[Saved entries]
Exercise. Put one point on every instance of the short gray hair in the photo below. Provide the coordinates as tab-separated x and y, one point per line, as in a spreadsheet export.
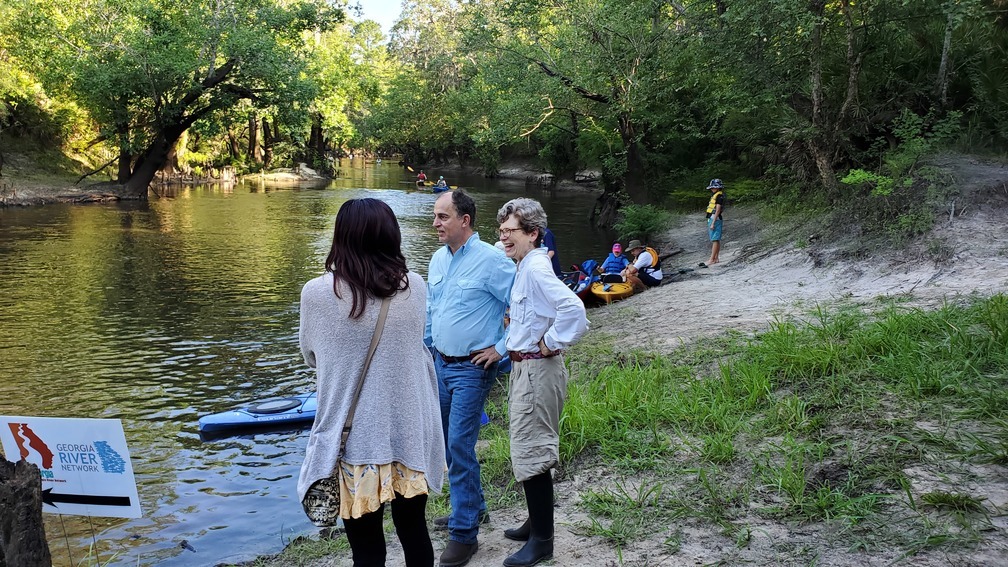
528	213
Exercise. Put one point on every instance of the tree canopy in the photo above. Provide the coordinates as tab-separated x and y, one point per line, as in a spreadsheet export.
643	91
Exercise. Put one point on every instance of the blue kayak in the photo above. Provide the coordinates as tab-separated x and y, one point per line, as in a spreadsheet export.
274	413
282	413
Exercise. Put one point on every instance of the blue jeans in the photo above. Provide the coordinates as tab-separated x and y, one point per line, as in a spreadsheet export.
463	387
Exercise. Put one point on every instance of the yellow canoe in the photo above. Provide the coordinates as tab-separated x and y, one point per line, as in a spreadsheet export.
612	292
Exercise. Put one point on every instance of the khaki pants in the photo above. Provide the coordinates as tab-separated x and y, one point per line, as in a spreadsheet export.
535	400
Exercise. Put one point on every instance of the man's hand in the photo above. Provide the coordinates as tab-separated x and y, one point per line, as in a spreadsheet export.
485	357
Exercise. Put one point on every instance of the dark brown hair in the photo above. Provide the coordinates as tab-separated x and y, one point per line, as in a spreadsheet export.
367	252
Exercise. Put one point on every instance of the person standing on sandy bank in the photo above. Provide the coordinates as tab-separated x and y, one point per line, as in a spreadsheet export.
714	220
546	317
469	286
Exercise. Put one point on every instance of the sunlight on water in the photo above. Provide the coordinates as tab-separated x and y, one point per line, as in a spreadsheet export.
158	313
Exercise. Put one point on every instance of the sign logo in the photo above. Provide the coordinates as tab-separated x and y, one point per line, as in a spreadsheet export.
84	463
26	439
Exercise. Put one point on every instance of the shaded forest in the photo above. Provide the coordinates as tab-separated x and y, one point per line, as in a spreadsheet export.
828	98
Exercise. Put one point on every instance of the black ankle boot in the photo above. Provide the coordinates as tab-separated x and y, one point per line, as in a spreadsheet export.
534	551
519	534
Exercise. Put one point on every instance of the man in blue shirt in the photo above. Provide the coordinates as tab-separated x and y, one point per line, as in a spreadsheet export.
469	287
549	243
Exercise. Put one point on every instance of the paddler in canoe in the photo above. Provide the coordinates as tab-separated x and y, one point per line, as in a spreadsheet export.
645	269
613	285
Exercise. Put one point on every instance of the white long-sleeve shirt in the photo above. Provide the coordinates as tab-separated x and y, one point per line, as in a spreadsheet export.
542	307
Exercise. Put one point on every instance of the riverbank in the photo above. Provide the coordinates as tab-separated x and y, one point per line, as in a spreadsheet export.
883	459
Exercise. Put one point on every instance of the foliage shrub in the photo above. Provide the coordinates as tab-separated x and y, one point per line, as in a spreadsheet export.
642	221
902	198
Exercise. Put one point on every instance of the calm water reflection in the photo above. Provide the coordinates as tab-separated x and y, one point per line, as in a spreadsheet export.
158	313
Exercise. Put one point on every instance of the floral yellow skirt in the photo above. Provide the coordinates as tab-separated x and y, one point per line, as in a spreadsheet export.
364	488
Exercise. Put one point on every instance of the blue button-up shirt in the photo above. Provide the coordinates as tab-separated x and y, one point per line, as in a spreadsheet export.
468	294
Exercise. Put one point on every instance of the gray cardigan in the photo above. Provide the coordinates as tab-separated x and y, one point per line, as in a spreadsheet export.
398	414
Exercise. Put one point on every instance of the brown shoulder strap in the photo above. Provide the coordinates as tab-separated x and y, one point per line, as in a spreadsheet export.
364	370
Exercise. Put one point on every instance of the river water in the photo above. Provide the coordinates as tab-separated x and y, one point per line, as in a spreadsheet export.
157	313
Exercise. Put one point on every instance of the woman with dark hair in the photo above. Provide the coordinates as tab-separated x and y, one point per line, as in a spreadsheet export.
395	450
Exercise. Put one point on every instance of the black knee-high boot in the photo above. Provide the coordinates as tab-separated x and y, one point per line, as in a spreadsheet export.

**Work instruction**
What the reply must contain is an exact transcription of the data above and none of its pictures.

**Exercise response**
Exercise. Put one point on every instance of the short gray hair in the photo below. Provide the coordinates as tab-separated x and y, one point per line, as in a spreadsheet export.
528	213
Exercise. Put one point on every instance of the tree canopy in the photo above. Provide the coordinates as tab-separated x and y, one point per line, as in a spreadsheet export.
643	91
Exercise. Put one point on every instance of the blue kayak in the photo above. Provide the coordinates as tab-separated x and y, one point per line, as in a spreadsheet export.
274	413
282	413
Exercise. Put one point on every instance of the blue jeans in the photo above. Provide the coordinates as tab-separated x and y, one point per line, as in a spreadsheet export.
463	387
Exercise. Put one point on every instance of the yellow canoe in the photo above. Provide the coordinates as tab-separated x and y, one point per line, as in a spreadsheet export.
612	292
Exercise. Put one point on every instance of the khaki pants in the photo above. Provide the coordinates as tab-separated x and y, one point per line, as in a spreadsheet export.
535	400
Exercise. Put one point on every instance of the man's hand in the photo above. Provide the coordinates as tab-separated x and y, one point per line, as in a spreadsheet export.
485	357
Exercise. Put one point on every instance of the dark brown hair in the photo above. Provide the coordinates as tab-separated x and y, one point per line, as in a spreadsheet export.
367	252
Exercise. Put one point on every instance of the person standing on sandy bank in the photo above. Provide the coordinates as tab-separated x and y, one point per line, as in a spreadsheet export.
714	220
546	317
469	286
Exercise. Put one point on every instance of the sunlight on water in the photo above. Provide the coordinates as tab-separated x and y, one point per line, as in a spreadsheet export.
158	313
Exercise. Put one point on every instance of the sign logo in the photo above. Provide the coordinates as tab-separated x and y, one point per line, as in a spreadsheet export.
84	463
26	439
Exercise. Put one point on every instance of the shaded forest in the photo above. Provide the coordinates as tab-separated x and y, one point per line, as in a spreadsheet export.
828	98
Exercise. Put one point on every instance of the black ankle boot in the photo above. Provide the coordinates as tab-separated x and y, one point per line, as in a spreadsheet export.
534	551
519	534
Exercise. Put one point on every instance of the man in blue shirt in the photo above. Provide the coordinates as tab-separated x and y, one point per line, as in a spreadsheet export.
469	287
549	243
Exercise. Put one point on every instance of the paddler in canoe in the photo above. Provide the coordinates as tab-separated x and y, one point per line, as in a spreadsheet export.
645	269
613	285
Exercise. Put one point on every instance of the white long-sleeve shirt in the photo above. Provide the coordinates as tab-separated x and y, one point per line, as in a spreadsheet export.
542	307
Exercise. Put one point on every instance of the riverbank in the photo above. Provide the coordinates as tab-separated x and y, one point per line, as in a spreadsheet export.
883	459
Exercise. Put one point on every instance of the foliage shrub in the photo above. Provide the coordinates as tab-separated x and y, one point per line, as in a spreadsheet export.
642	221
902	198
Exercise. Put one point on every instance of the calm water reflection in the photo above. Provide the coordinates as tab-separated x and y, one point per line, as in a spreadsheet export.
158	313
Exercise. Put one point on every instance of the floral yellow skirt in the photo above. Provide the coordinates as tab-separated x and y, one point per line, as in a spreadsheet export.
364	488
Exercise. Put one point on every instance of the blue button-up shirt in the photo above. Provide the coordinates as tab-separated x and y, one point per line, as in a spreadsheet export.
468	294
Exercise. Put one point on every instance of the gray cardigan in the photo above. Provide the coordinates as tab-separated x and y, one point per line, as in a spreadsheet export.
398	414
Exercise. Put one point on every instance of the brown shoulder strap in the photo above. Provide the coordinates as tab-separated x and y, one point per line, as in a spreadsheet export.
364	370
Exercise. Put one point on every instance of the river water in the photo above. Provide the coordinates as tab-separated x and y, one point per line, as in a spreadsheet export.
157	313
Exercise. Put one point on every instance of the woman with dark hair in the photo above. Provide the coordinates as tab-separated x and y, one point per line, as in a spreadsheet export.
395	450
Exercise. Put one point on every instance of the black knee-high boot in the photo above. Provide the coordinates as tab-separated x and y, one point per line, as in a spreadsheet export.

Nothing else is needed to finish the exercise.